# [What this task involves]
In the entries that follow, which lines hold the string "query"? List them.

# [Data records]
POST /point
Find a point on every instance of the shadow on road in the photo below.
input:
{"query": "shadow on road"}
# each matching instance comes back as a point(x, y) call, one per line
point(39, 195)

---

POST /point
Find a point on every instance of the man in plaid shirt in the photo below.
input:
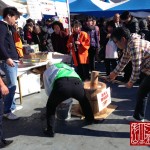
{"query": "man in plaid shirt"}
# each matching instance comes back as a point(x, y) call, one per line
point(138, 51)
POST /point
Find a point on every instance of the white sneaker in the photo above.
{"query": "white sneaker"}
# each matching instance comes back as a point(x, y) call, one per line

# [Answer for this exercise]
{"query": "shadow on road"}
{"query": "man in plaid shirt"}
{"query": "white sneaker"}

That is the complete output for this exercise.